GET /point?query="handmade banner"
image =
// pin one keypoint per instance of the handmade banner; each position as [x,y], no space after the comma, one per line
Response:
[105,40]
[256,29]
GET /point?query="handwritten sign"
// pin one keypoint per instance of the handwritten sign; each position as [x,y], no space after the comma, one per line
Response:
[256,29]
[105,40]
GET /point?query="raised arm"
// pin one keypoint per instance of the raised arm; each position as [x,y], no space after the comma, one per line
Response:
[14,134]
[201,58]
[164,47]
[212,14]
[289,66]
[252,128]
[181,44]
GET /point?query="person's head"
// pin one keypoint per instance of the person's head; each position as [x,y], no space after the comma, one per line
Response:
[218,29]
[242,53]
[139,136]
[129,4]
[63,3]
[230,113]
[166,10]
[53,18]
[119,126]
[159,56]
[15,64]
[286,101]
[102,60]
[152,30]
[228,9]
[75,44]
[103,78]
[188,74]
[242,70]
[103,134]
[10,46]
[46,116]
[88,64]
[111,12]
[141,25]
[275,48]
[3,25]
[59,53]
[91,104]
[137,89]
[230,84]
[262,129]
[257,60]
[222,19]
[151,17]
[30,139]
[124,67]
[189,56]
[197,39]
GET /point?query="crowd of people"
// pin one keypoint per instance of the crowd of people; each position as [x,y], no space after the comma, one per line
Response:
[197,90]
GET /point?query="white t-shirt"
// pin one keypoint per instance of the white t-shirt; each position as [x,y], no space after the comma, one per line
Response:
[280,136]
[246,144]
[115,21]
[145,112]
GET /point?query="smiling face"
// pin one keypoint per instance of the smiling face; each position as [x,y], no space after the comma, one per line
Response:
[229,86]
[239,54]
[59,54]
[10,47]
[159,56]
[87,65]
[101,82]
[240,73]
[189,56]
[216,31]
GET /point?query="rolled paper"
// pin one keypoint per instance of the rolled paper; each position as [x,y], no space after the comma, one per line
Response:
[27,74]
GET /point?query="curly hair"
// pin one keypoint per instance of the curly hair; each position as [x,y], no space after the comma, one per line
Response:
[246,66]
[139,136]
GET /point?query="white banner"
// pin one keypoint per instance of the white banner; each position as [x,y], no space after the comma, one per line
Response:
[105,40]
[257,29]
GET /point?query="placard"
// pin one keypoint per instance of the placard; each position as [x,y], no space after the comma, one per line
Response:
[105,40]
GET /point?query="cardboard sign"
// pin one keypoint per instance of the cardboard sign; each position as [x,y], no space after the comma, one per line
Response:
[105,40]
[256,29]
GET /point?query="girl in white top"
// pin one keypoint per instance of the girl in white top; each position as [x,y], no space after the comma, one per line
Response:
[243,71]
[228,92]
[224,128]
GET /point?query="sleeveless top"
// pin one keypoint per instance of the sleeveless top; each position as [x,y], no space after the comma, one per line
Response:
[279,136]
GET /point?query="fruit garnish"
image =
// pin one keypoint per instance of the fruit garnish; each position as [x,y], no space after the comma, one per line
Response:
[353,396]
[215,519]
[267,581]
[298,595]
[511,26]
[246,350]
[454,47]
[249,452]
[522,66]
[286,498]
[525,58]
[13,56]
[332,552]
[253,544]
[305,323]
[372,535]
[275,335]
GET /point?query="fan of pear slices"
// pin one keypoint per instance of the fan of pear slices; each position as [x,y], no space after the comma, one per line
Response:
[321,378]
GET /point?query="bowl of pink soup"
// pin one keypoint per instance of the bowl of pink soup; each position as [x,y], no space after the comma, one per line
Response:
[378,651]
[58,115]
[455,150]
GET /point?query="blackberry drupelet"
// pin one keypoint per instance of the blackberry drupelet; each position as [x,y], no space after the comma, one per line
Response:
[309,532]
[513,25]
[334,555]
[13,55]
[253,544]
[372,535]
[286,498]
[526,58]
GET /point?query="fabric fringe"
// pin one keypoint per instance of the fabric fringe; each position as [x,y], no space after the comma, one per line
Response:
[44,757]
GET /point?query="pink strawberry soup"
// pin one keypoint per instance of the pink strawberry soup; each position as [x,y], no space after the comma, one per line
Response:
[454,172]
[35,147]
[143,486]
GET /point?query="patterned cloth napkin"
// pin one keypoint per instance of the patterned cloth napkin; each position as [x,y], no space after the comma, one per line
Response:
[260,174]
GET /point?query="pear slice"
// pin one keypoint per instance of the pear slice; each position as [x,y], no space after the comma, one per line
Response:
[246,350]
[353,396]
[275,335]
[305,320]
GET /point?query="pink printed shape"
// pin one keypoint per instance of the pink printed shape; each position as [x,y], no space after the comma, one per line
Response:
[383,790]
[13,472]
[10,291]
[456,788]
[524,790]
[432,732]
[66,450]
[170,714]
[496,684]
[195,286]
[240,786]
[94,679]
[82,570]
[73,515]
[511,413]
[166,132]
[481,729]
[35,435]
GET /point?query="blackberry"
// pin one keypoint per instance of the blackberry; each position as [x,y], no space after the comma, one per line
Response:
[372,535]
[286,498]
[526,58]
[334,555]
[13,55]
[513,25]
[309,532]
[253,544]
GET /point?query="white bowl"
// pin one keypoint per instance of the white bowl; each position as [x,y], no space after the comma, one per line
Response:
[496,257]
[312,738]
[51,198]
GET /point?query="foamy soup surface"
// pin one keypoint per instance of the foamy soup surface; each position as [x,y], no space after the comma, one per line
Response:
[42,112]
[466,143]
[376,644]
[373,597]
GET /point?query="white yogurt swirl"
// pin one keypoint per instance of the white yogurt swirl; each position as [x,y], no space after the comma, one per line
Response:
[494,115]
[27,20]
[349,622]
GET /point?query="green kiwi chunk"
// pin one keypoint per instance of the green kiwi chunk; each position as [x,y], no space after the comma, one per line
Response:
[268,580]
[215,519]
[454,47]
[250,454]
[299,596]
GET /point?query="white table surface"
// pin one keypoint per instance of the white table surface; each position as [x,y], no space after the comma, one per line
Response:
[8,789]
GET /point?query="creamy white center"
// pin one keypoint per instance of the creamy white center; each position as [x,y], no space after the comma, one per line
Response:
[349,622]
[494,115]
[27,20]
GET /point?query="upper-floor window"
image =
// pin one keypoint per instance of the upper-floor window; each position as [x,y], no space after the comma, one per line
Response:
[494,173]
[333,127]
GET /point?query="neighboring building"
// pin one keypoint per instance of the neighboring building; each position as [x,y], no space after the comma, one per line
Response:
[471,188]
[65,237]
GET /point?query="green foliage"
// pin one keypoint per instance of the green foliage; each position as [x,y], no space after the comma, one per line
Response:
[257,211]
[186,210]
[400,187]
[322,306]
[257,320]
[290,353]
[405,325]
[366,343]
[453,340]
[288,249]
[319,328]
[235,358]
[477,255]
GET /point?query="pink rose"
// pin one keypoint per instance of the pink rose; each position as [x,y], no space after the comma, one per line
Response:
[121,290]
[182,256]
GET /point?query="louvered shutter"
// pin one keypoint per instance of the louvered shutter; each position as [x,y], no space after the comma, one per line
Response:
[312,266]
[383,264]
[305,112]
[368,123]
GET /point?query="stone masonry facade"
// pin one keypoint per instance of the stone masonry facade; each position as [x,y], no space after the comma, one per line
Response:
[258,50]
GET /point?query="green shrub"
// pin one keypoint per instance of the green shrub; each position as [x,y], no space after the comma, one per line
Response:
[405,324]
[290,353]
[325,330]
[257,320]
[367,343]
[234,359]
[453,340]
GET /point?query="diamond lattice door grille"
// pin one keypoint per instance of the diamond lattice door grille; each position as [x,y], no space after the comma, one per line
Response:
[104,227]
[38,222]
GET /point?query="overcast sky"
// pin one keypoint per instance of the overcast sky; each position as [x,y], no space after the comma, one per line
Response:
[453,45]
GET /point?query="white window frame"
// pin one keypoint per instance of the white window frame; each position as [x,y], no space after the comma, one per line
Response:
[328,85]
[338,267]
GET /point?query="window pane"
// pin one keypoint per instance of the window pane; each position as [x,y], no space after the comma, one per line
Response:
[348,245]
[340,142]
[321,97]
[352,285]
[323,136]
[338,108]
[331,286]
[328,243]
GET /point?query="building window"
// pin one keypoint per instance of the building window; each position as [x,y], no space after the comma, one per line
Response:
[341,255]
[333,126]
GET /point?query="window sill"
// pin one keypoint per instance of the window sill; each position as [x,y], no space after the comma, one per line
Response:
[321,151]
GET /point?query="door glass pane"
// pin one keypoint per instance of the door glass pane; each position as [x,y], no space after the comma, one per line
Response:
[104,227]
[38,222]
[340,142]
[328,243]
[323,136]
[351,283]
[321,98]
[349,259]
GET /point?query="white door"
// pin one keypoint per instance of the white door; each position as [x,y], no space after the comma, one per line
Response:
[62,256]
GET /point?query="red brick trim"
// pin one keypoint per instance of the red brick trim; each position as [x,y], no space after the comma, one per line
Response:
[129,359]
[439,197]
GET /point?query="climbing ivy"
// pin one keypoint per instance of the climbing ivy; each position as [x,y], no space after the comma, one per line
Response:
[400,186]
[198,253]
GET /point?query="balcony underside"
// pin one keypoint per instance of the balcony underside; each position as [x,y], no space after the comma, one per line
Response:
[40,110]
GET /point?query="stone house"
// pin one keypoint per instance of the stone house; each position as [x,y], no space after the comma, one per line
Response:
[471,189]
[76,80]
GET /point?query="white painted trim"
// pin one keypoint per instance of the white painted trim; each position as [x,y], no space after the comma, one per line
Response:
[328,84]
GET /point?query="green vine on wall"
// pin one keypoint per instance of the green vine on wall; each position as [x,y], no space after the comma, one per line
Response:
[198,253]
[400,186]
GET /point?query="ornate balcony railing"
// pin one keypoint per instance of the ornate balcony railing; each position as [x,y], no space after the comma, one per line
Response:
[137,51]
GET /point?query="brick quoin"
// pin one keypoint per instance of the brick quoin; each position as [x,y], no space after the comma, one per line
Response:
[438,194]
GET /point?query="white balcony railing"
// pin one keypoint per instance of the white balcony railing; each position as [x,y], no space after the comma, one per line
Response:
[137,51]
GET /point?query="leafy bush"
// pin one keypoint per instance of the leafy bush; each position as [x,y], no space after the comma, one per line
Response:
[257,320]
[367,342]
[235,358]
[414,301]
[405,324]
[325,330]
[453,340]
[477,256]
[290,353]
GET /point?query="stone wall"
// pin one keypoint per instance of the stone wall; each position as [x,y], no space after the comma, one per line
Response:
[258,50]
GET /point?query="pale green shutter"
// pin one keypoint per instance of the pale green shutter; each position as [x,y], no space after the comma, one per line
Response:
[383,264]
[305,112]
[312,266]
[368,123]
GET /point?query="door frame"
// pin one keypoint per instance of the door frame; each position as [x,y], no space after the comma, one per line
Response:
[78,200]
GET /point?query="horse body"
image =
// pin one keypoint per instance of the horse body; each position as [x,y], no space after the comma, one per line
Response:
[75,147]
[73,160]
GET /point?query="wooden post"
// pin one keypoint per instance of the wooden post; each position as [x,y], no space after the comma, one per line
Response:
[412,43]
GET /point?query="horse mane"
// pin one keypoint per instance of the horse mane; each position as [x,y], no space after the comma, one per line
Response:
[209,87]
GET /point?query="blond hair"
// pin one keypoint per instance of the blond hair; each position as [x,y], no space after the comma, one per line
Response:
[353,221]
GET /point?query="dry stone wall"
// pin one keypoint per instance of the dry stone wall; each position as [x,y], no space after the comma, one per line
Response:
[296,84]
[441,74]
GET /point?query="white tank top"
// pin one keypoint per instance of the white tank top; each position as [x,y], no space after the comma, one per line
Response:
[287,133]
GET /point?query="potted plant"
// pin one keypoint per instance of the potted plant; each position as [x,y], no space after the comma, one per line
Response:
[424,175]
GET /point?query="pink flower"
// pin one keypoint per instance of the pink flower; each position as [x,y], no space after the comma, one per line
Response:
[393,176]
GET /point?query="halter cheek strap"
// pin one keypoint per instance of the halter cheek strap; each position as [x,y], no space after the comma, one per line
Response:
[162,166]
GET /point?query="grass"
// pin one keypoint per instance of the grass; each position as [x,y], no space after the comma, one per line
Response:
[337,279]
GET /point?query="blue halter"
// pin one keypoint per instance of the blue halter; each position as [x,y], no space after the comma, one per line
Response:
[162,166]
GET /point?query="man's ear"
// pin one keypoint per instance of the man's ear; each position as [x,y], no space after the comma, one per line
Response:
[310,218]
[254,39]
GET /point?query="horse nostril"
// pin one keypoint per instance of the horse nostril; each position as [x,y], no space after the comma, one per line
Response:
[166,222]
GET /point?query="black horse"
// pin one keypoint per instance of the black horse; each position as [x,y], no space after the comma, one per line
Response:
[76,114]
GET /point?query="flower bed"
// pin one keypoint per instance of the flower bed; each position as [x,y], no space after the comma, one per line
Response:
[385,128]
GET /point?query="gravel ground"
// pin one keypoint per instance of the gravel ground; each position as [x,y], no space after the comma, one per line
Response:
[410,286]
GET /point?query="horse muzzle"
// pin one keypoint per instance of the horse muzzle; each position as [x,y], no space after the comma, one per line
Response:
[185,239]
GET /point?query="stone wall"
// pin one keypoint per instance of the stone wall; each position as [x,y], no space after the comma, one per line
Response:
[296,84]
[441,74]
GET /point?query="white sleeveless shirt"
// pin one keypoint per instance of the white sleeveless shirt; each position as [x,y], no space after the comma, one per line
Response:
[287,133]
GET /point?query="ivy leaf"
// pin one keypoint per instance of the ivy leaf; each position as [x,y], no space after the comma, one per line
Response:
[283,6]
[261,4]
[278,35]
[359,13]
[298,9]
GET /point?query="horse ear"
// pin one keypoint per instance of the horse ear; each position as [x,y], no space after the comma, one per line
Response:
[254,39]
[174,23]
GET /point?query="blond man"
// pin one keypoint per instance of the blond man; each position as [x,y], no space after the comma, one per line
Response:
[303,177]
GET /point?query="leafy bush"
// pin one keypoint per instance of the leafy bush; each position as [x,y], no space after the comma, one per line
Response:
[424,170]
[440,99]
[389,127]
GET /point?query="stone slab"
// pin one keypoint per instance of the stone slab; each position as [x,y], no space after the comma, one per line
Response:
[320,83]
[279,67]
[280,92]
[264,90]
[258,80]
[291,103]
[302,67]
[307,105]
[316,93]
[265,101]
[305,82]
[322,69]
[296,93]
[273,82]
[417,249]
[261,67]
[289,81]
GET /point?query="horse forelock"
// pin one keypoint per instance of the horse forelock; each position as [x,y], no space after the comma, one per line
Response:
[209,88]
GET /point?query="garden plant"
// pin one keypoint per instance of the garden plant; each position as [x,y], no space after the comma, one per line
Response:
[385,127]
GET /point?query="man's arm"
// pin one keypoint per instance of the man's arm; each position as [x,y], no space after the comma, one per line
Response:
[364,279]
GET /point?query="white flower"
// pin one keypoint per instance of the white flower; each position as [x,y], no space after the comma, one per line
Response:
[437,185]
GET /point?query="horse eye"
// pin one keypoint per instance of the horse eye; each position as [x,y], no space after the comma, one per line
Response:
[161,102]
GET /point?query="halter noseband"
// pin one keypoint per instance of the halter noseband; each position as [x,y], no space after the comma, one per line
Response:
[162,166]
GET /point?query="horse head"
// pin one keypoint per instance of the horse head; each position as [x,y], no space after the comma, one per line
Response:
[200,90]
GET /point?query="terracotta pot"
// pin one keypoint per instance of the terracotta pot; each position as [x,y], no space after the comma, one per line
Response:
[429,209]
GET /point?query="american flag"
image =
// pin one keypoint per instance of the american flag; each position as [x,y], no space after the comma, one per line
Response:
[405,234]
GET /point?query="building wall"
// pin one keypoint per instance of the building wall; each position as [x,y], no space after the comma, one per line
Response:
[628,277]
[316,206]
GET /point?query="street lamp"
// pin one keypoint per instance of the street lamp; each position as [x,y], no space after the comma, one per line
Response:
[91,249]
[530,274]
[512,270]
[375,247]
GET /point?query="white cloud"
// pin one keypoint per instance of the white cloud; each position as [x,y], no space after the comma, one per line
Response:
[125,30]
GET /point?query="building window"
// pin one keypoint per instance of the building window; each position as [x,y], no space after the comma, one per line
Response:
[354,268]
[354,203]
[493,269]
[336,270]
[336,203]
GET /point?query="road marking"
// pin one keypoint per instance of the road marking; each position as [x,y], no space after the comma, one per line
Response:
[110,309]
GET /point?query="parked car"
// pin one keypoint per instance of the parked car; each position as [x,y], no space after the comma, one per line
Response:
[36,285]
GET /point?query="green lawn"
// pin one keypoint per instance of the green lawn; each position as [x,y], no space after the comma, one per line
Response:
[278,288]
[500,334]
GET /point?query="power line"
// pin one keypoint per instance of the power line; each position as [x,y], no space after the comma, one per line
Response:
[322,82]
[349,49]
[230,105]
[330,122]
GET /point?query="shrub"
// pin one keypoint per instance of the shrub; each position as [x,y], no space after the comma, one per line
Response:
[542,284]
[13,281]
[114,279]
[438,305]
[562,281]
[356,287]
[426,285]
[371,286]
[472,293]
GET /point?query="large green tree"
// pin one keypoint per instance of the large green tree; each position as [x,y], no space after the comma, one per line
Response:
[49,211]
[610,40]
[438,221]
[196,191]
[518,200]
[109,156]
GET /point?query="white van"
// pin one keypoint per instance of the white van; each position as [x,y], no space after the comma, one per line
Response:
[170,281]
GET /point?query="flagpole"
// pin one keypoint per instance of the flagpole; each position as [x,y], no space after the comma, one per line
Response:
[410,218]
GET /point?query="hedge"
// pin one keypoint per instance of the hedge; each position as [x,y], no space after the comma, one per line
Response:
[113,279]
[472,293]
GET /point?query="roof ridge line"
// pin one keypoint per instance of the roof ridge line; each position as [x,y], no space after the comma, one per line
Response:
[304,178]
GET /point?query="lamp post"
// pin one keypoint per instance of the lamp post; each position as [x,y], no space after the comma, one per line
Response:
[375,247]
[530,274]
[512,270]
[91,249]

What you have to do
Count the lines in the records that contain the string "ground", matching case exactly. Reply with the number alone.

Exercise output
2